When the new hospital in Hackney opened in 1865 the Builder claimed it had been modelled on the Château de Chambord. The architect, Robert Lewis Roumieu, who had generously waived his fee for his drawings, was for a while the hospital's treasurer. Besides being a hospital for its sixty inmates, with state-of-the-art equipment, it also consolidated a revival of interest in Huguenot history and achievement and became a repository for Huguenot records and items with a Huguenot tradition.

In 1941 the inmates were evacuated and the French Hospital building was requisitioned as a day nursery for mothers doing war work, although the Court Room and Library were retained. With the growth and consolidation of state health and welfare after the war, the directors decided that the hospital's future lay as an almshouse in a new location. Roumieu's building was sold and became St Victoire School for Girls.
In the 1970s the building was part of Cardinal Pole Catholic School. Since 2014 the building has been home to the Mossbourne Victoria Park Academy.

===Compton's Lea, Horsham===
A fine Victorian house standing in its own ten acres was bought in 1947. But occupancy was too low and the hospital was running at a loss, although the situation was redeemed by revenue from other property owned by the hospital. The idea of "conversion into almshouses of a square of small houses off Rochester High Street" tentatively suggested a few years earlier now found favour at the directors' court of April 1956 and the project "to use Theobald Square as homes for old people" was to proceed.

▸ Supplied material
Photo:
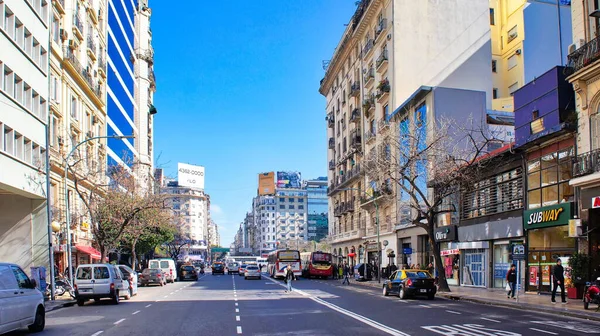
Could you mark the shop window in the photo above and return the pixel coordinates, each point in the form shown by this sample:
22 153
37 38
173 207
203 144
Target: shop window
548 179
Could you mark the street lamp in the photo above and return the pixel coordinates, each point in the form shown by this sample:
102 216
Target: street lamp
378 238
67 213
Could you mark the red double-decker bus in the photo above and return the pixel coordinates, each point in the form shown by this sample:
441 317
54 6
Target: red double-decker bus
316 264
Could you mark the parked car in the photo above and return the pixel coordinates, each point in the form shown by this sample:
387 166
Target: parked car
97 281
132 277
167 265
188 272
153 276
252 271
21 304
242 270
405 283
218 267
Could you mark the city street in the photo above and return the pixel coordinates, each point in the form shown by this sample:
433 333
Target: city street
230 305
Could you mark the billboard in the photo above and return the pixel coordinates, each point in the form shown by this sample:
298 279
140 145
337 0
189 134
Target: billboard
190 176
289 180
266 183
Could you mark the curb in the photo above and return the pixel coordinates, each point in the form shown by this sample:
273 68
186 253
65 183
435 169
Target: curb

▸ Task instructions
Carry on the history of the French Hospital after its final sentence, in the same plain style.

▸ Answer for this exercise
==French Hospital today==

===La Providence, Rochester===
In September 1959 the first nineteen flats on Theobald Square now officially renamed La Providence in the cathedral city of Rochester were filled. The buildings are mid 19th century, substantially renovated in 1957-9; they are Grade II listed. The doctor's house at 105 High Street was renumbered 41 La Providence. Today the French Hospital's main duty is still to provide care "for those among us who are in distress".

Over the years many distinguished Huguenot settlers or their descendants have been associated with the hospital, from the soldiers Henri de Massue de Ruvigny, Earl of Galway and John Ligonier, 1st Earl Ligonier (both of whom served as governors of the hospital), to the diplomatist John Robethon and the surgeon Paul Buissière (both also governors), to the lawyer Sir Samuel Romilly and the archaeologist Sir Austen Henry Layard. The ivory carver David Le Marchand died there in 1726.

Successive Earls of Radnor were governors of the hospital from the eighteenth century to 2015.

===Huguenot Museum===
A new Huguenot Museum, which displays the collections of the French Hospital, was opened on 13 May 2015 in Rochester, Kent, with support from the Heritage Lottery Fund and individual donations.